------ DATA FOR THIS EXERCISE

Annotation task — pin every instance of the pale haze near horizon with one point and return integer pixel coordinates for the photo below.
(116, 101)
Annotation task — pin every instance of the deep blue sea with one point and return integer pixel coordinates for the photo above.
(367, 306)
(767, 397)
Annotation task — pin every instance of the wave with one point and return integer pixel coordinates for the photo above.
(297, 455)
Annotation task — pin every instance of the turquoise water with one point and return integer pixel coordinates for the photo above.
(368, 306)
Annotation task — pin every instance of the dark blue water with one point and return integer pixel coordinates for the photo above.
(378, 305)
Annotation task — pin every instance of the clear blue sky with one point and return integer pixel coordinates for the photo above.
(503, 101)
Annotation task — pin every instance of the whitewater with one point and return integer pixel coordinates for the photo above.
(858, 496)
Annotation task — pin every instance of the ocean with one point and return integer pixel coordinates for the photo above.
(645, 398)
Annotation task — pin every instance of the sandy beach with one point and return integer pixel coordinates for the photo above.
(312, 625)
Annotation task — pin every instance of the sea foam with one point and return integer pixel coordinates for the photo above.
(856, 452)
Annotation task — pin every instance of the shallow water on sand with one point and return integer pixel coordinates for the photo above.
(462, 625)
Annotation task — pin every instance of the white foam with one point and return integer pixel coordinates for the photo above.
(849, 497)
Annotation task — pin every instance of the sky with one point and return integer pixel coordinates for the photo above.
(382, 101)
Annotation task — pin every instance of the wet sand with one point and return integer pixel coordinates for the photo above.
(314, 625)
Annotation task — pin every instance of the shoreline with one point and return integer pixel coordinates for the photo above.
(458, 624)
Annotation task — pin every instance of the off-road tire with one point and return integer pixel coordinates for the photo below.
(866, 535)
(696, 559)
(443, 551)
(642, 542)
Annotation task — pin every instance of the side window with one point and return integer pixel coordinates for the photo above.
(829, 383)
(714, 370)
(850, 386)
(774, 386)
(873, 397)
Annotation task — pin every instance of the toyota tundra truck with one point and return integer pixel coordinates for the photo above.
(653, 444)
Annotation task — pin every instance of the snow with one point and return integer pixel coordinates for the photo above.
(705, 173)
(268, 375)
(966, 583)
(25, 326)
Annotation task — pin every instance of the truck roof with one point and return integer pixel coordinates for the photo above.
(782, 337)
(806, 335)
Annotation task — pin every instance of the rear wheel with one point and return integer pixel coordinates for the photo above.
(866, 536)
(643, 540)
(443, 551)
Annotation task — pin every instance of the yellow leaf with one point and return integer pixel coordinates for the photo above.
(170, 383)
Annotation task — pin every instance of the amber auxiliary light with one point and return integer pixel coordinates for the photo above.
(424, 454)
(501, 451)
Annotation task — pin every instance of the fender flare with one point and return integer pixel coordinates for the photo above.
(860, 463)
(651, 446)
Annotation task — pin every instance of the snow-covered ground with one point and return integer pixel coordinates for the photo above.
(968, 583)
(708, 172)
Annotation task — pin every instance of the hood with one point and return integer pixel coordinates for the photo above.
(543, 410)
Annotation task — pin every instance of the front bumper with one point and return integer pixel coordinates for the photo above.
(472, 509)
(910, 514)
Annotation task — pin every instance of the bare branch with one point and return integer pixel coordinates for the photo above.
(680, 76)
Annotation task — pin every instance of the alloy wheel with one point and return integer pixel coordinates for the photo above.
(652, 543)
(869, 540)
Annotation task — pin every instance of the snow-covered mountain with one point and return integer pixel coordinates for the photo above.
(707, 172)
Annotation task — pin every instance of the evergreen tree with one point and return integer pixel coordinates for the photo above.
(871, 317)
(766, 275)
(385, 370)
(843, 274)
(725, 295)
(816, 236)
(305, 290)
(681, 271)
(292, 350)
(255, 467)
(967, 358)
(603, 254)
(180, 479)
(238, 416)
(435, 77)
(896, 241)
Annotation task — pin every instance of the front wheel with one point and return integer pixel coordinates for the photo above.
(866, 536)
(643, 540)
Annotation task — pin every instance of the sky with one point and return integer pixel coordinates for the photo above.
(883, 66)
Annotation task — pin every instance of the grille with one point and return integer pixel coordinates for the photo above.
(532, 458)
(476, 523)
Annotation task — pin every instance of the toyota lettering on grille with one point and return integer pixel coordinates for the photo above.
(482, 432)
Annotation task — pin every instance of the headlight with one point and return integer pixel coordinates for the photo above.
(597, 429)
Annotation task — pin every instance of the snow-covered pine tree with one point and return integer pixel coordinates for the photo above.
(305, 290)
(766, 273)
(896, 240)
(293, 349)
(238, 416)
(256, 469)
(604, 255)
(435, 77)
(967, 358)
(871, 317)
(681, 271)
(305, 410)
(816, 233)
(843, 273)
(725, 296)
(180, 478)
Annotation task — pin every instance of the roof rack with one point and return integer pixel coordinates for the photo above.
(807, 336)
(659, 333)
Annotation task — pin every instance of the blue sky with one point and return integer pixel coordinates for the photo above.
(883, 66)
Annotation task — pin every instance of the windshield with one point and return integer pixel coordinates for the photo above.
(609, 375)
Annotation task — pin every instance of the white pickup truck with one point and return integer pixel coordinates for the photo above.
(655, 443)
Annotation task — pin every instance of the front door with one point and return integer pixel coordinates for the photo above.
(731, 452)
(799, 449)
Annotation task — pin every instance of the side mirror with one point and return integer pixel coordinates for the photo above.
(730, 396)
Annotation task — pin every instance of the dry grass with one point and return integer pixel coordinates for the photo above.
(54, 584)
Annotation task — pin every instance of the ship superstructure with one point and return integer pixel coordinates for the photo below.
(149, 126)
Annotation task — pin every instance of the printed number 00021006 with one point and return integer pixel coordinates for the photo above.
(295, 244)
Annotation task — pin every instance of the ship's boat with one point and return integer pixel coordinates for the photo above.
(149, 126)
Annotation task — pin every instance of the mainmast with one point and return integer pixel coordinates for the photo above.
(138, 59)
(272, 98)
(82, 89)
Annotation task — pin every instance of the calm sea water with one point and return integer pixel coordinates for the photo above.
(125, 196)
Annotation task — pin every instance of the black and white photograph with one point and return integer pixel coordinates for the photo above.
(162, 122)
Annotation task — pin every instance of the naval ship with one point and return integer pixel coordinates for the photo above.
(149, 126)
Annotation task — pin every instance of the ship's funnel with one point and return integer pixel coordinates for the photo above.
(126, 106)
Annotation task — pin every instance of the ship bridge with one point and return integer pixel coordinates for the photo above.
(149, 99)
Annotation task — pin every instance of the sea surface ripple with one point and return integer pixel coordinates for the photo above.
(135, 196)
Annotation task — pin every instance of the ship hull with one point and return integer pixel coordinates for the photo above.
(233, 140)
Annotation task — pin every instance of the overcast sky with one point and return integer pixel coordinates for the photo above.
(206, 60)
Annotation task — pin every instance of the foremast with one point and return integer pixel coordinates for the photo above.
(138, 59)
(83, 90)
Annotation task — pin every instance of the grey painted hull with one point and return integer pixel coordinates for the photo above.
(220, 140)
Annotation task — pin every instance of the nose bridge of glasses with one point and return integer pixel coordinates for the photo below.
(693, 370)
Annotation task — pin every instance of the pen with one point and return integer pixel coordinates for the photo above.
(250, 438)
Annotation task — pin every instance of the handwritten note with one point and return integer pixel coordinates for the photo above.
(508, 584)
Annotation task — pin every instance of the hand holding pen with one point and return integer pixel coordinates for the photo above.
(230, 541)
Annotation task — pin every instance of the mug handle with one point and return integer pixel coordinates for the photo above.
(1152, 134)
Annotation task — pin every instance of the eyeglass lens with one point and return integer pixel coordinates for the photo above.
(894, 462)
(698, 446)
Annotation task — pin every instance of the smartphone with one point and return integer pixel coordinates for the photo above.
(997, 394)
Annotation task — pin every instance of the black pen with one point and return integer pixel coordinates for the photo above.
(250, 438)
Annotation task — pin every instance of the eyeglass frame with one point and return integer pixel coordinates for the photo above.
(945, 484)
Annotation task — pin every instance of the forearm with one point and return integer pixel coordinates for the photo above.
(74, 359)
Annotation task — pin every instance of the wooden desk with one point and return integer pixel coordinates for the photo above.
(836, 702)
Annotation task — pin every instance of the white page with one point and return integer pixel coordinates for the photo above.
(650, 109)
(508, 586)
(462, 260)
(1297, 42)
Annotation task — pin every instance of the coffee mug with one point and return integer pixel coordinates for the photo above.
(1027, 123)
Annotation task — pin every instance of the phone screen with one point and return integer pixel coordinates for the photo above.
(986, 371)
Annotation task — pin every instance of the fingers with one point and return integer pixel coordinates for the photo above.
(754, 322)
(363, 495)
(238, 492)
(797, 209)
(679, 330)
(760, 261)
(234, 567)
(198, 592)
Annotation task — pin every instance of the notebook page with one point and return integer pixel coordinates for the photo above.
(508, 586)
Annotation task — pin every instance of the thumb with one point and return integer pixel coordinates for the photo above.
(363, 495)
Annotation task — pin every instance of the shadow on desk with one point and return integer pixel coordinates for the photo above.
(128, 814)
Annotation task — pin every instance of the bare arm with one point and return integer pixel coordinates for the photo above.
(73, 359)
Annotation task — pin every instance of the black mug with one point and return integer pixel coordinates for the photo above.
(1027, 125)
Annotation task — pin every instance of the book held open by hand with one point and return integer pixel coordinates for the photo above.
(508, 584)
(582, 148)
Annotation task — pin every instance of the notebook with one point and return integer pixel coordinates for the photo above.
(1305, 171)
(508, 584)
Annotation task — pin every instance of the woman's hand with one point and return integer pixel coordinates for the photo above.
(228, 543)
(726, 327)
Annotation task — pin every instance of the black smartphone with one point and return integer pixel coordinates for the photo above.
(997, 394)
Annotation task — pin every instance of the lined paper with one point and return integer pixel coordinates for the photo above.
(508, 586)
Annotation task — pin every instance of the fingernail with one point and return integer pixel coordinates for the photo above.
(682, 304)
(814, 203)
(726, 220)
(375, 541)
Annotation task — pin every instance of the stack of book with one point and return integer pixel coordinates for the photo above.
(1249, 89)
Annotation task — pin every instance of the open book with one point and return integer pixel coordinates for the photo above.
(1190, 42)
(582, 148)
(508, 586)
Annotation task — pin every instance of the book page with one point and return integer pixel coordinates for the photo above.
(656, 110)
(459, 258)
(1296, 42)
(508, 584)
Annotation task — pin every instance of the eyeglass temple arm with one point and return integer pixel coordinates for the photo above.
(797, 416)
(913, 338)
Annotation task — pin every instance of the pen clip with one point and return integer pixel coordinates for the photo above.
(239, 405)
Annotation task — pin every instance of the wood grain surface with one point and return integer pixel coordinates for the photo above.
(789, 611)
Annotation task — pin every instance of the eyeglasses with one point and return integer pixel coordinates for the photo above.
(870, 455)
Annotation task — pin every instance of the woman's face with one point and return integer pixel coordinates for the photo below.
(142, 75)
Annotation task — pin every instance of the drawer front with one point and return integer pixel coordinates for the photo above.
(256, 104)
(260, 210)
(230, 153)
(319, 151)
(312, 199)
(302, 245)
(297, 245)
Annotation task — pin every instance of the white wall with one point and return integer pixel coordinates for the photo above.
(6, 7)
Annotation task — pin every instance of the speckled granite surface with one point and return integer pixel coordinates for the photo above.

------------

Each line from the one holding "Annotation task — pin every instance of the open" to the end of the entries is to be written out exactly. Skip every line before it.

Annotation task — pin every instance of the open book with one point and return integer pixel coordinates for the photo above.
(1190, 42)
(582, 148)
(508, 586)
Annotation task — pin every instance of the book page with one point and return integer pixel coordinates for the photo above.
(656, 110)
(459, 258)
(1296, 42)
(508, 584)
Annotation task — pin every instance of the eyeglass temple arm with one point and return integer pixel coordinates for the photo above.
(797, 416)
(913, 338)
Annotation task — pin every instance of the pen clip with one point and return integer pixel coordinates for the photo above.
(239, 405)
Annotation task — pin every instance of the wood grain surface with one point and return integer pixel coordinates for the photo above.
(789, 611)
Annotation task — pin every instance of the eyeglasses with one point and return integer pixel coordinates for the photo above.
(870, 455)
Annotation task — pin every instance of the woman's face with one point and return integer pixel coordinates for the photo below.
(142, 75)
Annotation task — pin every instance of the drawer front with one point and return integer pixel coordinates for the photo above.
(256, 104)
(260, 210)
(230, 153)
(319, 151)
(312, 199)
(302, 245)
(297, 245)
Annotation task — pin every instance of the white wall with one point and return integer pixel coordinates for the photo above.
(6, 7)
Annotation task — pin every instance of the speckled granite surface with one point and return integer pixel coordinates for the photo above.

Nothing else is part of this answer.